> _How to complete this task_
Find the lines holding the string "facade" in the data, then copy all of them.
*** Records for processing ***
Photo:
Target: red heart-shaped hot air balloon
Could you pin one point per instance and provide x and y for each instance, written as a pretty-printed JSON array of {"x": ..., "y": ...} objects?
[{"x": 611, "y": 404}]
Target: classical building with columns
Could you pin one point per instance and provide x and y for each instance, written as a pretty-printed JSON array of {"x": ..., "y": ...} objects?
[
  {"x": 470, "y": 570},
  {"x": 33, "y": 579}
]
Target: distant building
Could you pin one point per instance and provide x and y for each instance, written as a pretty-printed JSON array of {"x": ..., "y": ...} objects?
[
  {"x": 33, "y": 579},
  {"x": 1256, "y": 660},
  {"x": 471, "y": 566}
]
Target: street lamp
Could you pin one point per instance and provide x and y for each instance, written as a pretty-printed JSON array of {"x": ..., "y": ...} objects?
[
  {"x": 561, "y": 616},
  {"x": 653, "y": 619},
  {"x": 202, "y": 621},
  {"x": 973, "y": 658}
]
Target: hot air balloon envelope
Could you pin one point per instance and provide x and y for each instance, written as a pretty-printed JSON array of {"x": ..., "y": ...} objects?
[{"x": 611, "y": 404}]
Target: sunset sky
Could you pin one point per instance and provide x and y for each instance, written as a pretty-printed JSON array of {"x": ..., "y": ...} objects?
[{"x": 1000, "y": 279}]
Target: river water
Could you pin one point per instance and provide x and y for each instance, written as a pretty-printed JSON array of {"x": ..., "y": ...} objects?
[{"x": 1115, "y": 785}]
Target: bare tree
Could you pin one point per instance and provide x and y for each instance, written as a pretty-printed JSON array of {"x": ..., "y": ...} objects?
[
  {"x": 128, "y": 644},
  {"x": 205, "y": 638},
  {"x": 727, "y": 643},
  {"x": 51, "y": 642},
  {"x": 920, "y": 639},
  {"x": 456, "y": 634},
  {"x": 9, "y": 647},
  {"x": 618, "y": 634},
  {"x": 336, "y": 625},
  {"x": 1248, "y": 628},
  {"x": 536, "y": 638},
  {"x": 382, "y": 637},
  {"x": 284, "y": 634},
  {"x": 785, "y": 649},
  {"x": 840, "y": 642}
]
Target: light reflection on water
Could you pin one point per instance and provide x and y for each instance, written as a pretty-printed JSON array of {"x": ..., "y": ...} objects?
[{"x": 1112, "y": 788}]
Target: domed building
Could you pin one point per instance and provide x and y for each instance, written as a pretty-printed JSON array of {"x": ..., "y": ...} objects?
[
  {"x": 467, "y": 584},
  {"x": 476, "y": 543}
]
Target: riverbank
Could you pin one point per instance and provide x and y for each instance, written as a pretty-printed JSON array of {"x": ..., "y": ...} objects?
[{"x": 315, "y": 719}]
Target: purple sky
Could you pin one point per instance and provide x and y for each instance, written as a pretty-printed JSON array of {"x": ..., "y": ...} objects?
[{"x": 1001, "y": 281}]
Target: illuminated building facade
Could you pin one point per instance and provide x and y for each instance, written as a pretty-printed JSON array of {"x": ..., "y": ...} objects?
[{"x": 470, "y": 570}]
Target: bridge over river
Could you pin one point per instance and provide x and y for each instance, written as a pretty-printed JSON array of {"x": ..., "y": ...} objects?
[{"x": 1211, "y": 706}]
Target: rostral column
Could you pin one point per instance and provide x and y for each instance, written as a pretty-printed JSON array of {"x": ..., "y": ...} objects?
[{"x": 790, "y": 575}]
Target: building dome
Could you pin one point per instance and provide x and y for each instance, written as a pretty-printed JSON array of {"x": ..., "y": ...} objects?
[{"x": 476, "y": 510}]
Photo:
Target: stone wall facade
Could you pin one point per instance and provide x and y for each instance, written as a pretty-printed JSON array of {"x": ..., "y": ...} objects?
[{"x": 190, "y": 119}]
*** End of Records for processing ***
> _Solution_
Target: illuminated building facade
Target: stone wall facade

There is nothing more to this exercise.